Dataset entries
§

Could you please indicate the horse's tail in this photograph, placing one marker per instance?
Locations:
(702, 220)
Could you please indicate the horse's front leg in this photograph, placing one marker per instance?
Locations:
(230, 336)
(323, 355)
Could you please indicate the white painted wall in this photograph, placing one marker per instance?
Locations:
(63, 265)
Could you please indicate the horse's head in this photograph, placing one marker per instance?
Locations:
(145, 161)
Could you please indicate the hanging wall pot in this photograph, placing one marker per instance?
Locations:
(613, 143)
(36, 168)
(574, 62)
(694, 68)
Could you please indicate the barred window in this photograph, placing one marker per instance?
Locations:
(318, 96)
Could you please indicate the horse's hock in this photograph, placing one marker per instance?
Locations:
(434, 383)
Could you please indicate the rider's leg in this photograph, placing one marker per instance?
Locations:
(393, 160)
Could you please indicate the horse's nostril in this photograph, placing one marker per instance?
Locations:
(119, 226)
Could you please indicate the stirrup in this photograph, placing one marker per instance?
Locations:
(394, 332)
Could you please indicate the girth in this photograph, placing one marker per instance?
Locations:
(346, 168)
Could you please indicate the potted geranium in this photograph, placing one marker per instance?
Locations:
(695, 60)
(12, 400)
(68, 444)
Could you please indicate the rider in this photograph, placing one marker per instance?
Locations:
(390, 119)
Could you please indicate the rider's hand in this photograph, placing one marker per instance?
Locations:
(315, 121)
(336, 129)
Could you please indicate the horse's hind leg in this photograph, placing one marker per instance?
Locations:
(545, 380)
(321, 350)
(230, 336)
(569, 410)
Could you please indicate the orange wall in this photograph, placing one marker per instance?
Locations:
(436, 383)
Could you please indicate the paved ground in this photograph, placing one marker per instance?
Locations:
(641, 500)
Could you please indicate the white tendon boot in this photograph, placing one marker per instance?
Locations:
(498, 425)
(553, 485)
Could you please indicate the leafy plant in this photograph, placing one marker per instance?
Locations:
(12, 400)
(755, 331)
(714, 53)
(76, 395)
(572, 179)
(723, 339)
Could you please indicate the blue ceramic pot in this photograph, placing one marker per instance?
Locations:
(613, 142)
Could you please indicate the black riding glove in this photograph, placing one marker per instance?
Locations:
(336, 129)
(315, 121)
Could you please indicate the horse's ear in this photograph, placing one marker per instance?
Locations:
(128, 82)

§

Problem requirements:
Would you please copy all lines in the data that contain the word "white"?

Your solution:
Could you please indicate the white painted wall in this photograph, placing one marker per instance?
Could you please indicate the white tendon boot in this photograph, placing one marker per instance?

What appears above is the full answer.